THE TASK »
All of the data below is to be copied again without changes.

[Stored data entries]

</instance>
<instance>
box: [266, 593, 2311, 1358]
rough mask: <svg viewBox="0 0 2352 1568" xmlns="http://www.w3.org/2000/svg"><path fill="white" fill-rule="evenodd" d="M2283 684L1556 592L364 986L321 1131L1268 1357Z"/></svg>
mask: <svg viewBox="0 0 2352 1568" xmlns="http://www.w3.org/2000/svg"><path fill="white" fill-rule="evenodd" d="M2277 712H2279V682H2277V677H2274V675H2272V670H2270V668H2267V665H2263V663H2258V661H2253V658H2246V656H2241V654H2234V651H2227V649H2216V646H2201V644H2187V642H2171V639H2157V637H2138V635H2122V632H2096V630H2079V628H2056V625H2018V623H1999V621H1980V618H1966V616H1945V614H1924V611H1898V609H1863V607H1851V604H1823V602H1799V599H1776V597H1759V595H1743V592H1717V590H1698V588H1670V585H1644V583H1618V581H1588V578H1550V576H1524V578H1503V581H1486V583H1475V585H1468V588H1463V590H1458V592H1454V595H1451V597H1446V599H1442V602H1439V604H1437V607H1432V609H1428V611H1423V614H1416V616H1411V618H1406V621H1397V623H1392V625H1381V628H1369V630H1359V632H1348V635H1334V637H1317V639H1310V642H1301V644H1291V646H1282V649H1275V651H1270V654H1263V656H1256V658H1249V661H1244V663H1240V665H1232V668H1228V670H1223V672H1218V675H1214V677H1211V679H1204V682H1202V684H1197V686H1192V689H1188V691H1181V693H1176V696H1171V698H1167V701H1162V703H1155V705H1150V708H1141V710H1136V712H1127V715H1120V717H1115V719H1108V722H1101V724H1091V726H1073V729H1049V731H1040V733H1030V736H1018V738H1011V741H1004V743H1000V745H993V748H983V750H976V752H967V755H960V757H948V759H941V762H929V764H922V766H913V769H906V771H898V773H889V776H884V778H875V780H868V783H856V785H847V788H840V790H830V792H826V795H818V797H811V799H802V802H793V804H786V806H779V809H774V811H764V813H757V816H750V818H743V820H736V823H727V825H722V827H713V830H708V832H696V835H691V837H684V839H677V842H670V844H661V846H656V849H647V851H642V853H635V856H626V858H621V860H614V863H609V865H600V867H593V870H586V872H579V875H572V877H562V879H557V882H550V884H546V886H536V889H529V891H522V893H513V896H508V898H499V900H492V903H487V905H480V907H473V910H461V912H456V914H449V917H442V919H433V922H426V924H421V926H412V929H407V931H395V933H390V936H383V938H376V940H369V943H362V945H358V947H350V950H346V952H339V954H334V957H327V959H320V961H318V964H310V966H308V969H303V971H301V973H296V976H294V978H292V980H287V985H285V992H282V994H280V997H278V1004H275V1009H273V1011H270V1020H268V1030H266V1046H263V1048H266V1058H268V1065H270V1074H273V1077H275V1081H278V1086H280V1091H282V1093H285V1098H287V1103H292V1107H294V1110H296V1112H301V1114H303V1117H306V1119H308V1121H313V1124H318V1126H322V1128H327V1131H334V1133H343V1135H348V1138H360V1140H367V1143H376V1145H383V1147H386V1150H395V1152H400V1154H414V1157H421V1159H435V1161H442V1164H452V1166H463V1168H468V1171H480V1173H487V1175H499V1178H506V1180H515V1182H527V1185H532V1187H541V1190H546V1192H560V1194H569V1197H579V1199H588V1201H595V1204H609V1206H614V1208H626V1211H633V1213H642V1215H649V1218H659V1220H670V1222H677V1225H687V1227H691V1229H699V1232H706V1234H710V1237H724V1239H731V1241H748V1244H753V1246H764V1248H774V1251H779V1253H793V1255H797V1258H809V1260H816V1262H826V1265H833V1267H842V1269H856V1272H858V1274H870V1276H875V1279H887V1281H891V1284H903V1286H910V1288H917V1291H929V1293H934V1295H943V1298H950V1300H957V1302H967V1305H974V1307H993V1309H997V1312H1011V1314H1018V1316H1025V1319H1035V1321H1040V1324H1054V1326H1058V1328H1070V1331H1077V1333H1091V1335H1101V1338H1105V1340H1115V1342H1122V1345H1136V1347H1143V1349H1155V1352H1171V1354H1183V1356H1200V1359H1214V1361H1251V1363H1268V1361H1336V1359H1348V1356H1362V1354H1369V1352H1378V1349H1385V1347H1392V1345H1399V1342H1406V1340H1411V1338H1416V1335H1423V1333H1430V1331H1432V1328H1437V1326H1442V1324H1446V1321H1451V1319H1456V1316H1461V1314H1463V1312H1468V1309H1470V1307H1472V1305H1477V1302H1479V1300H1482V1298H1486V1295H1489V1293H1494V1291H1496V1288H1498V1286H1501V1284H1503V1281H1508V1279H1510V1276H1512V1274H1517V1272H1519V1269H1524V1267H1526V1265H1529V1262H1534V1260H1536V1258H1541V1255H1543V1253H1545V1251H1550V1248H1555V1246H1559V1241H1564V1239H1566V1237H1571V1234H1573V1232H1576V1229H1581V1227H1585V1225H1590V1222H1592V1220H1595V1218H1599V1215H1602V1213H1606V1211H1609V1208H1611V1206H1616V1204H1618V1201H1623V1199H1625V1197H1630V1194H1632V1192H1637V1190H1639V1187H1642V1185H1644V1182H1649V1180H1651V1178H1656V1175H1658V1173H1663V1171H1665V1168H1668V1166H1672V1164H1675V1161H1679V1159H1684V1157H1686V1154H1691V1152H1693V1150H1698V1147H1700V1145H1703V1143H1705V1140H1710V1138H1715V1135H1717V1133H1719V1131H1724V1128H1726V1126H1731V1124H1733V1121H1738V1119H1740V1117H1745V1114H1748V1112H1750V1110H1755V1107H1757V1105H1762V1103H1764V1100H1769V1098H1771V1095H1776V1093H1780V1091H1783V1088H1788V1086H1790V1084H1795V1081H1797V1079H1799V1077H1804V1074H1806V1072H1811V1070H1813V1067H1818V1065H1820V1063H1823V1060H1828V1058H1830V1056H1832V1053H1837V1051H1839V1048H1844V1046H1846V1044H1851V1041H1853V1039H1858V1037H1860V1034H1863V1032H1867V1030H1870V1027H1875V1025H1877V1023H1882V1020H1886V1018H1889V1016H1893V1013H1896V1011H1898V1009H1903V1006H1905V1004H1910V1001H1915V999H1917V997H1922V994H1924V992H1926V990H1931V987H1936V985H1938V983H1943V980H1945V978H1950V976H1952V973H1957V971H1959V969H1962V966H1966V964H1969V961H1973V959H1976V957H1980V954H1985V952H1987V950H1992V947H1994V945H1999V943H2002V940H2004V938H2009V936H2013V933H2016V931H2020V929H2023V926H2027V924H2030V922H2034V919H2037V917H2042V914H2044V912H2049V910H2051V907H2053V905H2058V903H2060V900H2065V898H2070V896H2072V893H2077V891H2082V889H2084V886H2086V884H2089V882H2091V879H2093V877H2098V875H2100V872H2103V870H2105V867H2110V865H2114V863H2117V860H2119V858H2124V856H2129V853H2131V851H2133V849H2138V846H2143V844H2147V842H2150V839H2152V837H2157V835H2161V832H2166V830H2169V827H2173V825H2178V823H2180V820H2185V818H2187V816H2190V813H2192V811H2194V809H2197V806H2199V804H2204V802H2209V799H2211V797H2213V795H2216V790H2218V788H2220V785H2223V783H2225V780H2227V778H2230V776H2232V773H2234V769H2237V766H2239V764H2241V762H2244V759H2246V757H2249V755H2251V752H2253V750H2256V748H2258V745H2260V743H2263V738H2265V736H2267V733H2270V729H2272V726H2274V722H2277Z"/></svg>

ANSWER TO THE PROBLEM »
</instance>
<instance>
box: [266, 593, 2311, 1358]
rough mask: <svg viewBox="0 0 2352 1568" xmlns="http://www.w3.org/2000/svg"><path fill="white" fill-rule="evenodd" d="M2283 684L1556 592L364 986L321 1131L1268 1357Z"/></svg>
mask: <svg viewBox="0 0 2352 1568" xmlns="http://www.w3.org/2000/svg"><path fill="white" fill-rule="evenodd" d="M2277 712H2279V682H2277V677H2274V675H2272V670H2270V668H2267V665H2263V663H2258V661H2253V658H2246V656H2241V654H2234V651H2227V649H2216V646H2201V644H2187V642H2171V639H2157V637H2138V635H2122V632H2096V630H2079V628H2056V625H2018V623H1999V621H1980V618H1966V616H1945V614H1924V611H1898V609H1863V607H1851V604H1823V602H1799V599H1776V597H1759V595H1743V592H1717V590H1698V588H1670V585H1644V583H1618V581H1588V578H1550V576H1524V578H1503V581H1486V583H1475V585H1468V588H1463V590H1458V592H1454V595H1451V597H1446V599H1442V602H1439V604H1437V607H1432V609H1428V611H1423V614H1416V616H1411V618H1406V621H1397V623H1392V625H1381V628H1369V630H1359V632H1348V635H1334V637H1317V639H1310V642H1301V644H1291V646H1282V649H1275V651H1270V654H1263V656H1256V658H1249V661H1244V663H1240V665H1232V668H1228V670H1223V672H1218V675H1214V677H1211V679H1204V682H1202V684H1197V686H1192V689H1188V691H1181V693H1176V696H1171V698H1167V701H1162V703H1155V705H1150V708H1141V710H1136V712H1127V715H1120V717H1115V719H1108V722H1101V724H1091V726H1073V729H1049V731H1040V733H1030V736H1018V738H1011V741H1004V743H1000V745H993V748H983V750H976V752H967V755H960V757H948V759H941V762H929V764H922V766H913V769H906V771H898V773H889V776H884V778H875V780H868V783H856V785H847V788H840V790H830V792H826V795H818V797H811V799H802V802H793V804H786V806H779V809H774V811H764V813H757V816H750V818H743V820H736V823H727V825H722V827H713V830H708V832H696V835H691V837H684V839H677V842H670V844H661V846H656V849H647V851H642V853H635V856H626V858H621V860H614V863H609V865H600V867H593V870H586V872H579V875H572V877H562V879H557V882H550V884H546V886H536V889H529V891H522V893H513V896H508V898H499V900H492V903H487V905H480V907H473V910H461V912H456V914H449V917H442V919H433V922H426V924H421V926H412V929H407V931H395V933H390V936H383V938H376V940H369V943H362V945H358V947H350V950H346V952H339V954H334V957H327V959H320V961H318V964H310V966H308V969H303V971H301V973H296V976H294V978H292V980H287V985H285V992H282V994H280V997H278V1004H275V1009H273V1011H270V1020H268V1030H266V1046H263V1048H266V1058H268V1065H270V1074H273V1077H275V1081H278V1086H280V1091H282V1093H285V1098H287V1103H292V1107H294V1110H296V1112H301V1114H303V1117H306V1119H308V1121H313V1124H318V1126H322V1128H327V1131H334V1133H343V1135H348V1138H360V1140H367V1143H376V1145H383V1147H386V1150H395V1152H400V1154H414V1157H421V1159H435V1161H442V1164H452V1166H463V1168H468V1171H480V1173H487V1175H499V1178H506V1180H515V1182H527V1185H532V1187H541V1190H546V1192H560V1194H569V1197H579V1199H588V1201H595V1204H609V1206H614V1208H626V1211H633V1213H642V1215H649V1218H659V1220H670V1222H677V1225H687V1227H691V1229H699V1232H706V1234H710V1237H724V1239H731V1241H748V1244H753V1246H764V1248H774V1251H779V1253H793V1255H797V1258H809V1260H816V1262H826V1265H833V1267H842V1269H856V1272H858V1274H870V1276H875V1279H887V1281H891V1284H903V1286H910V1288H917V1291H929V1293H934V1295H943V1298H950V1300H957V1302H967V1305H974V1307H993V1309H997V1312H1011V1314H1018V1316H1025V1319H1035V1321H1040V1324H1054V1326H1058V1328H1070V1331H1077V1333H1091V1335H1101V1338H1105V1340H1115V1342H1122V1345H1136V1347H1143V1349H1155V1352H1171V1354H1183V1356H1200V1359H1214V1361H1251V1363H1268V1361H1336V1359H1348V1356H1362V1354H1369V1352H1378V1349H1385V1347H1392V1345H1399V1342H1406V1340H1411V1338H1416V1335H1423V1333H1430V1331H1432V1328H1437V1326H1442V1324H1446V1321H1451V1319H1456V1316H1461V1314H1463V1312H1468V1309H1470V1307H1472V1305H1477V1302H1479V1300H1482V1298H1486V1295H1489V1293H1494V1291H1496V1288H1498V1286H1501V1284H1503V1281H1508V1279H1510V1276H1512V1274H1517V1272H1519V1269H1524V1267H1526V1265H1529V1262H1534V1260H1536V1258H1541V1255H1543V1253H1545V1251H1550V1248H1555V1246H1559V1241H1564V1239H1566V1237H1571V1234H1573V1232H1576V1229H1581V1227H1585V1225H1590V1222H1592V1220H1595V1218H1599V1215H1602V1213H1606V1211H1609V1208H1611V1206H1616V1204H1618V1201H1623V1199H1625V1197H1630V1194H1632V1192H1637V1190H1639V1187H1642V1185H1644V1182H1649V1180H1651V1178H1656V1175H1658V1173H1663V1171H1665V1168H1668V1166H1672V1164H1675V1161H1679V1159H1684V1157H1686V1154H1691V1152H1693V1150H1698V1147H1700V1145H1703V1143H1705V1140H1710V1138H1715V1135H1717V1133H1719V1131H1724V1128H1726V1126H1731V1124H1733V1121H1738V1119H1740V1117H1745V1114H1748V1112H1750V1110H1755V1107H1757V1105H1762V1103H1764V1100H1769V1098H1771V1095H1776V1093H1780V1091H1783V1088H1788V1086H1790V1084H1795V1081H1797V1079H1799V1077H1804V1074H1806V1072H1811V1070H1813V1067H1818V1065H1820V1063H1823V1060H1828V1058H1830V1056H1832V1053H1837V1051H1839V1048H1844V1046H1846V1044H1851V1041H1853V1039H1858V1037H1860V1034H1863V1032H1867V1030H1870V1027H1875V1025H1877V1023H1882V1020H1886V1018H1889V1016H1893V1013H1896V1011H1898V1009H1903V1006H1905V1004H1910V1001H1915V999H1917V997H1922V994H1924V992H1926V990H1931V987H1936V985H1938V983H1943V980H1945V978H1950V976H1952V973H1957V971H1959V969H1962V966H1966V964H1969V961H1973V959H1976V957H1980V954H1985V952H1987V950H1992V947H1994V945H1999V943H2002V940H2004V938H2009V936H2013V933H2016V931H2020V929H2023V926H2027V924H2030V922H2034V919H2037V917H2042V914H2044V912H2049V910H2051V907H2053V905H2058V903H2060V900H2065V898H2070V896H2072V893H2077V891H2082V889H2084V886H2086V884H2089V882H2091V879H2093V877H2098V875H2100V872H2103V870H2105V867H2110V865H2114V863H2117V860H2119V858H2124V856H2129V853H2131V851H2133V849H2138V846H2143V844H2147V842H2150V839H2152V837H2157V835H2161V832H2166V830H2169V827H2173V825H2178V823H2180V820H2185V818H2187V816H2190V813H2192V811H2194V809H2197V806H2199V804H2204V802H2209V799H2211V797H2213V795H2216V790H2218V788H2220V785H2223V783H2225V780H2227V778H2230V776H2232V773H2234V769H2237V766H2239V764H2241V762H2244V759H2246V757H2249V755H2251V752H2253V750H2256V748H2258V745H2260V743H2263V738H2265V736H2267V733H2270V729H2272V726H2274V722H2277Z"/></svg>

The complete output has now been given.